_TASK DETAILS_
Where does the word "golden" occur in the data below? Copy each line that holds it.

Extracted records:

☆ ☆ ☆ ☆ ☆ ☆ ☆

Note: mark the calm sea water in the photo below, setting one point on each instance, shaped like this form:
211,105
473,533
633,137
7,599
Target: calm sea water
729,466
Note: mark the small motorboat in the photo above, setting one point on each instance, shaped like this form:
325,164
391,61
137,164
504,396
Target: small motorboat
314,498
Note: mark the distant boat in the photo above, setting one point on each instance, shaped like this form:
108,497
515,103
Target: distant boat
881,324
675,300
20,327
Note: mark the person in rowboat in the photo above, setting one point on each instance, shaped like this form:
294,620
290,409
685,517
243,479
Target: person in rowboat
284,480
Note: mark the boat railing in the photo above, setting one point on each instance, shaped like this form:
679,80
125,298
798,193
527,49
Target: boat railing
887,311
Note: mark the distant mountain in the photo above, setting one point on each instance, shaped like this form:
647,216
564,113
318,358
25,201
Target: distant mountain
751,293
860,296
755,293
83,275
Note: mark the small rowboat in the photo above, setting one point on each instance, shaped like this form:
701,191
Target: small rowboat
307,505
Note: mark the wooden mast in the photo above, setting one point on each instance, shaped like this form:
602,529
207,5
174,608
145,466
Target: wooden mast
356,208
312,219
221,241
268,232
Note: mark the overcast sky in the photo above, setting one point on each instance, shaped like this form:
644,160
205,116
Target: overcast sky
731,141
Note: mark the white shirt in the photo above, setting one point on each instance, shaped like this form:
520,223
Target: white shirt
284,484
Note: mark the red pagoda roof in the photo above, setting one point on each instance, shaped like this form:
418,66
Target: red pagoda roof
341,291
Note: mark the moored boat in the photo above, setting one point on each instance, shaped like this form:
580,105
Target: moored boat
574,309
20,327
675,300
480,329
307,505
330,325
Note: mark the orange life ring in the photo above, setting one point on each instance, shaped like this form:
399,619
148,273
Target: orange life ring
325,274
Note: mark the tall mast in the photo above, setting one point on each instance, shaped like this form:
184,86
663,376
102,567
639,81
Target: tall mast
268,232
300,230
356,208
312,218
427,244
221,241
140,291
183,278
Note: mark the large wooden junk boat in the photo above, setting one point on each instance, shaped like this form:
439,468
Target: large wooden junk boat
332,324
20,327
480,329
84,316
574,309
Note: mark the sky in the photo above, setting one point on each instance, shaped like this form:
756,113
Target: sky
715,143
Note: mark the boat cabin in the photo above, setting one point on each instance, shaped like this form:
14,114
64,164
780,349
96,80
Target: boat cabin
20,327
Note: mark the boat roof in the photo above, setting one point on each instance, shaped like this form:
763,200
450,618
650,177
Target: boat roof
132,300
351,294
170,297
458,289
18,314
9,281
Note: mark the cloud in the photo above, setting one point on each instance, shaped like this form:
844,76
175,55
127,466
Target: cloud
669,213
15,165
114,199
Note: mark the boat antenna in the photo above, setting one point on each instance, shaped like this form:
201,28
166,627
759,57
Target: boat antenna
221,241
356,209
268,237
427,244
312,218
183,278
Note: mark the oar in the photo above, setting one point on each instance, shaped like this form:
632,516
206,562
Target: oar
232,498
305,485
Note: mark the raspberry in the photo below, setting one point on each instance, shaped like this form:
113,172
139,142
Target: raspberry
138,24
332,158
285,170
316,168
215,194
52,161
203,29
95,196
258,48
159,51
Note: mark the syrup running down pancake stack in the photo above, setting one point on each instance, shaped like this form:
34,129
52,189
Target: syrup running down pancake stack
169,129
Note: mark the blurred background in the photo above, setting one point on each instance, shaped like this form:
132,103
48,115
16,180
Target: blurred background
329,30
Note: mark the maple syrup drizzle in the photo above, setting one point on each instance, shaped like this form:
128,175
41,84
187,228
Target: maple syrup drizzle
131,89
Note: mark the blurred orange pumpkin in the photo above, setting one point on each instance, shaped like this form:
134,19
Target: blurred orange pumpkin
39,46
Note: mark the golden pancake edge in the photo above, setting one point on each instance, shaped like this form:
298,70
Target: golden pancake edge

☆ ☆ ☆ ☆ ☆ ☆ ☆

_ANSWER TO THE PROBLEM_
Note: mark the golden pancake edge in the photo above, setting one point on each instance, shaped like this form:
Target: golden pancake edge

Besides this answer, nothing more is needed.